TRAVAIL À RÉALISER: Poursuivez le texte sur la place des femmes dans le bouddhisme à partir de sa dernière phrase.

Ne vaut-il pas mieux être un homme?


Le bouddhisme n'en reconnaîtra pas moins, assez vite, qu'une naissance masculine présente plus d'avantages qu'une naissance féminine. Certains iront jusqu'à penser que le fait d'être née femme est le résultat de mauvaises actions antérieures… Mais une telle prise de position, quoique avérée, ne peut équitablement se fonder sur l'enseignement du Bouddha. Celui-ci affirme, à maintes reprises, que nul ne peut savoir (sauf un Bouddha omniscient) pour quelle raison tel être renaît sous une forme plutôt qu'une autre! Les résultats effectifs des actes (karma) sont l'un des quatre sujets "inconnaissables", au même titre que l'origine du samsâra…
Reste que la littérature bouddhique n'échappera pas aux "conventions". On peut ainsi distinguer nettement la littérature "officielle" des enseignements (sûtra), qui prône et affirme l'égalité des sexes, et la littérature "populaire" qui se montrera plus encline à privilégier le statut masculin. Les "Vies antérieures du Bouddha" (Jâtaka) en sont un bon exemple. Dans aucun des 547 textes que recense ce recueil, le futur Bouddha (bodhisattva) n'apparaît jamais sous forme féminine, qu'il soit humain, animal ou dieu…

Aux alentours de l'ère chrétienne - cinq siècles après l'apparition du bouddhisme, au moment où se développe le nouveau courant du Grand Véhicule (Mahâyâna) - la question sera clairement posée: une femme peut-elle devenir un "Bouddha parfaitement et complètement accompli" (samyaksam-buddha), comme l'était Siddhârta Gautama? Le sentiment majoritaire aura tendance à répondre non! C'est d'ailleurs à peu près à la même époque que la littérature des Jâtaka connaît son plus fort développement…
Sous l'influence du Mahâyâna, en effet, se développe l'idée d'une hiérarchie entre plusieurs types d'Eveil et de Bouddha, liée au temps passé par les êtres à développer différentes capacités spirituelles. Un Eveil comme celui des arhat, alors jugé "inférieur", peut être obtenu aussi bien par les hommes que par les femmes; en revanche, l'Eveil "suprême" (dont la caractéristique principale est qu'il permet d'enseigner la Voie de la Libération à partir de son expérience personnelle) n'est plus accessible qu'aux seuls hommes, quitte à provoquer parfois quelques tours de passe-passe inattendus: une femme se transformant subitement en homme, juste avant d'atteindre l'Eveil! Sans doute faut-il sauver les apparences, les conventions…

Mâle ou femelle: deux "potentialités", de sagesse et de compassion

Mais le Mahâyâna développe aussi l'idée d'une indifférenciation sexuelle fondamentale du Bouddha lui-même. Les textes anciens avaient unanimement présenté le Bouddha comme un "Grand Homme" (mahâpurusa), sexuellement très nettement déterminé. Parmi les trente-deux marques distinctives de ce Grand Homme - signes physiques que déchiffra un devin à la naissance du prince Siddhârta - figurait notamment la mention d'un "sexe caché dans un fourreau comme celui d'un étalon", marque d'une évidente virilité!

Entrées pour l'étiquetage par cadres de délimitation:
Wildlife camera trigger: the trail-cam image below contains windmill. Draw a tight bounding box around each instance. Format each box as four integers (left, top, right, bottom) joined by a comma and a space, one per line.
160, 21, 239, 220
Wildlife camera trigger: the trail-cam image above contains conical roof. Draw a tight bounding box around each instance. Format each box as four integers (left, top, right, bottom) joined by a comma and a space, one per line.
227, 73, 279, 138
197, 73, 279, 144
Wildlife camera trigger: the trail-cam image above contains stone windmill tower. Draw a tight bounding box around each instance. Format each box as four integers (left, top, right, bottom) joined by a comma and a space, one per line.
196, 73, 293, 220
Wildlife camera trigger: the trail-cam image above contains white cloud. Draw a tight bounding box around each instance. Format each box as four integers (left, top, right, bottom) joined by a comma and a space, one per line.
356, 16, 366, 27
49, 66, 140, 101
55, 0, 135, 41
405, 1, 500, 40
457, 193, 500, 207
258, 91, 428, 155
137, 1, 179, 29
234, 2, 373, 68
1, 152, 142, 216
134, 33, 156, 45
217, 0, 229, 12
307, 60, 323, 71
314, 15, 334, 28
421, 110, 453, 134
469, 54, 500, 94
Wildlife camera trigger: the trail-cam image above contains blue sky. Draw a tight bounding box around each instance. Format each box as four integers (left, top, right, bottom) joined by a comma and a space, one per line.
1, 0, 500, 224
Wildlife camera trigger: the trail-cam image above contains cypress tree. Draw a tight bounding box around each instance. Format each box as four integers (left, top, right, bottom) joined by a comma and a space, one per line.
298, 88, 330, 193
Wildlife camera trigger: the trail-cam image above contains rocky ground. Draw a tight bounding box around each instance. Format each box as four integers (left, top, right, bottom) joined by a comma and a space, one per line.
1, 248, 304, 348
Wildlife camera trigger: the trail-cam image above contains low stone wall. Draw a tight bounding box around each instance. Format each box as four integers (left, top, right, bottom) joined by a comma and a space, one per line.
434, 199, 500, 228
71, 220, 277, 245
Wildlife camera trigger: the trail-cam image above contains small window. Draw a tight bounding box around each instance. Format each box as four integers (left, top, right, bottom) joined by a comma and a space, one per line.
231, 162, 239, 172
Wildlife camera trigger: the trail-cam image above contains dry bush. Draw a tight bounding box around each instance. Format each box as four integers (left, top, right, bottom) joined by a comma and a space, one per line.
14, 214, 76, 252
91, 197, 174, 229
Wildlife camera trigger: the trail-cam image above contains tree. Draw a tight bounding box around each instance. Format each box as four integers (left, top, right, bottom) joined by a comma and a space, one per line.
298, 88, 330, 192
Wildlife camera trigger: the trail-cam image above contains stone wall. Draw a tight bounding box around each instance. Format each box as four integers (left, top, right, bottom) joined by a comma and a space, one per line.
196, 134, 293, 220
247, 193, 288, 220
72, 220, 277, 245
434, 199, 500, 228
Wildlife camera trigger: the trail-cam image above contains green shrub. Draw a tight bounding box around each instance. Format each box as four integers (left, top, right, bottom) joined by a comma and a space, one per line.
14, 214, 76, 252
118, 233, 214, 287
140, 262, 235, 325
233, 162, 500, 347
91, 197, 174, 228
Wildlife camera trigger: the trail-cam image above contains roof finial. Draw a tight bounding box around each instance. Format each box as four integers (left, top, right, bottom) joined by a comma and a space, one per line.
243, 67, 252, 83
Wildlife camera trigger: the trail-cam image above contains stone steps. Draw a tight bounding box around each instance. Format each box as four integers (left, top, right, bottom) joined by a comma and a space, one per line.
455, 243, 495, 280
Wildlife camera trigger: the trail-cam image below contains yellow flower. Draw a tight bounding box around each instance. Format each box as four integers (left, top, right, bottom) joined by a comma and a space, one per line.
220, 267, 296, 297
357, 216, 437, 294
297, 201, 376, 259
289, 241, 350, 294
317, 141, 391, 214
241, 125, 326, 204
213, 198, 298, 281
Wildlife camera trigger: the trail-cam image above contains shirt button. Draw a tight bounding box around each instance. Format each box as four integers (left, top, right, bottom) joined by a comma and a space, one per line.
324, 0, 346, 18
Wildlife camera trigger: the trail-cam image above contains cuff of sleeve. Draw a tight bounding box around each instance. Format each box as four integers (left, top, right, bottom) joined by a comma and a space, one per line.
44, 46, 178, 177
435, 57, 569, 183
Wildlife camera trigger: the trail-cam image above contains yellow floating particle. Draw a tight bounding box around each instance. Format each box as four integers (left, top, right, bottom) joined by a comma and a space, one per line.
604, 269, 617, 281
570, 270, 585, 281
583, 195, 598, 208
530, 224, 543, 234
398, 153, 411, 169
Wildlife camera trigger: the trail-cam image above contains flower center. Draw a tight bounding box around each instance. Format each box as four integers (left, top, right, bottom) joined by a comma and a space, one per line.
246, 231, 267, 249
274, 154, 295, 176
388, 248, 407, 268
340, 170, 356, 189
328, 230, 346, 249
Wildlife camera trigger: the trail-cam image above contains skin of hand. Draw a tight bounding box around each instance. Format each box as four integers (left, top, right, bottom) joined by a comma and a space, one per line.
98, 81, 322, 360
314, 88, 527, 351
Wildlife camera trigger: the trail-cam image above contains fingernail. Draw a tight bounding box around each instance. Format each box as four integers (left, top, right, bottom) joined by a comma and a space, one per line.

RÉSULTAT DE L'EXERCICE:
Le Mahâyâna, lui, le présentera davantage comme une sorte d'être androgyne ou, plutôt, potentiellement masculin et féminin à la fois. Les premières représentations anthropomorphiques du Bouddha (qui datent, elles aussi, des environs de l'ère chrétienne) montreront d'ailleurs des Bouddhas le plus souvent vêtus d'une fine étoffe appliquée au corps, démontrant manifestement, "en creux", l'absence de tout attribut sexuel masculin. Parvenu à l'Eveil, le Bouddha se situe en effet au-delà de toute convention dualiste, en corps autant qu'en esprit. Ni masculin ni féminin, il peut se manifester sous l'une ou l'autre forme, de la même manière que sont présentes en lui, à la fois, les deux plus hautes vertus bouddhiques: la sagesse transcendante (prajnâ), qui permet d'accéder à la Libération, et la compassion suprême qui se manifeste dans les"moyens habiles" qu'ils utilisent, en tant que Bouddha "suprême", pour enseigner.
L'activité, vertu masculine, est désormais indissociable de la vertu de sagesse (prajnâ-parâmitâ) que le Mahâyâna, dans son iconographie, présentera sous des traits féminins et appellera la "mère de tous les Bouddhas". La distinction sexuelle se transmue ainsi en distinction virtuelle! Tout être – dès lors qu'il est un Eveillé – peut manifester aussi bien la féminine sagesse dont il jouit, que la masculine activité qu'il entreprend au profit des êtres encore englués dans les conventions nées du désir.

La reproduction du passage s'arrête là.